Après avoir mis fin à la révolte des Allobroges (61 av. J.-C.), Caius Pomptinus estimaient pouvoir prétendre aux honneurs du triomphe, récompense extrêmement rare pour un préteur. Les sources anciennes ne le disent pas, mais ses velléités supposent qu'il estimait que sa victoire témoignait d'un mérite militaire exceptionnel et que celle-ci lui avait permis de faire un riche butin. Conformément aux procédures de l'époque, il expédia une demande solennelle au Sénat, accompagnée d'un rapport précis relatant les événements (Cicéron, Discours contre L. Calpurnius Pison, XIV). Ses prétentions étaient-elles injustifiées ? La demande de Caius Pomptinus fut visiblement ignorée jusqu'en 54 av. J.-C., peut-être en raison du succès peu remarquable remporté sur les Allobroges, mais peut-être aussi en raison de virulences inimitiés au Sénat. D'après Dion Cassius, pour ne pas renoncer à aux honneurs auxquels il prétendait, Caius Pomptinus se tint hors du Pomoerium de Rome toutes ces années (Histoire romaine, XXXIX, 65).
En 54 av. J.-C., sa chance tourna lorsque deux de ses soutiens accédèrent à de hautes fonctions ; Appius Claudius Pulcher devint consul et Servius Sulpicius Galba (1), préteur. Dés lors, les trois hommes et leurs soutiens intriguèrent, et par un coup de force mené à l'orée du jour, firent voter un décret décernant l'imperium à Caius Pomptinus, condition nécessaire pour qu'il reçoive les honneurs du triomphe selon la loi Curiate (Dion Cassius, Histoire romaine, XXXIX, 65 ; Cicéron, Correspondance, Lettre 156). Bien que la manoeuvre ait été aussi grossière que discutable, ils bénéficièrent du soutien de Cicéron(2) (Discours contre L. Calpurnius Pison, XIV). Par contre, ils se firent de nombreux ennemis, dont les préteurs Publius Servilius Vatia Isauricus et Marcus Porcius Cato Uticencis, qui menaçaient d'empêcher cette célébration par la force (Dion Cassius, Histoire romaine, XXXIX, 65 ; Cicéron, Correspondance, Lettre 155 ; 156). Les tribuns de la plèbe pouvaient mettre leur veto pour l'attribution d'un triomphe. Cicéron indique qu'un de ces tribuns était hostile à Caius Pomptinus (Correspondance, Lettre 155), mais ses réticences ne furent visiblement que ponctuelles, puisque dans sa lettre à son frère Quintus, il indique que les tribuns de la plèbe le soutenaient désormais (Correspondance, Lettre 156). Il est communément considéré que la corruption joua beaucoup dans ce changement de point de vue.
La célébration fut-elle perturbée ? Très certainement, à en juger par le fait que les partisans des uns et des autres y affluèrent (Correspondance, Lettre 156). Peut-être fut-elle même ajournée. C'est du moins ce que l'on peut conclure du fait que Cicéron donne deux dates distinctes à celle-ci. Dans sa lettre à Atticus, il indique qu'elle devait se dérouler le 4e jour avant les nones de November, soit le 2 novembre (Correspondance, Lettre 155), tandis que dans sa lettre à Quintus, il fut dorénavant question du 3e jour avant les ides de November, soit le 11 novembre (Correspondance, Lettre 155). Pour une raison inconnue, dans sa reconstitution des Fastes triomphaux capitolins, Atilius Degrassi (1947) a privilégié la première de ces deux dates (mention n°259).

* OBJECTIF DE L'EXERCICE *
D'après le texte sur le triomphe de Caius Pomptinus, répondre brièvement à chaque point.
(a) En quelle année prit fin la révolte des Allobroges ?
(b) Qui devint consul en 54 av. J.-C. ?
(c) Quelle date Atilius Degrassi a-t-il retenue dans sa reconstitution des Fastes triomphaux capitolins ?

* INFORMATIONS FOURNIES *
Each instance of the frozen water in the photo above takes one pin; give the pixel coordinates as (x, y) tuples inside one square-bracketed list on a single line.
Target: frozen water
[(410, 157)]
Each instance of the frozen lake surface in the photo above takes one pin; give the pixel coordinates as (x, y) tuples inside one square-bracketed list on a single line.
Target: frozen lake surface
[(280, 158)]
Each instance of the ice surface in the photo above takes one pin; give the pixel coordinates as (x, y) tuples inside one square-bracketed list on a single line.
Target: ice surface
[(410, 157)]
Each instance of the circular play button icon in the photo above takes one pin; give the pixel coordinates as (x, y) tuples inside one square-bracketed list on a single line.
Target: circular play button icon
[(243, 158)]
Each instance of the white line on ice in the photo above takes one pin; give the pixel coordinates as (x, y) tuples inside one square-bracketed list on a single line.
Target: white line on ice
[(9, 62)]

* RÉSULTAT FINAL *
(a) En 61 av. J.-C.
(b) Appius Claudius Pulcher.
(c) Le 4e jour avant les nones de novembre, soit le 2 novembre.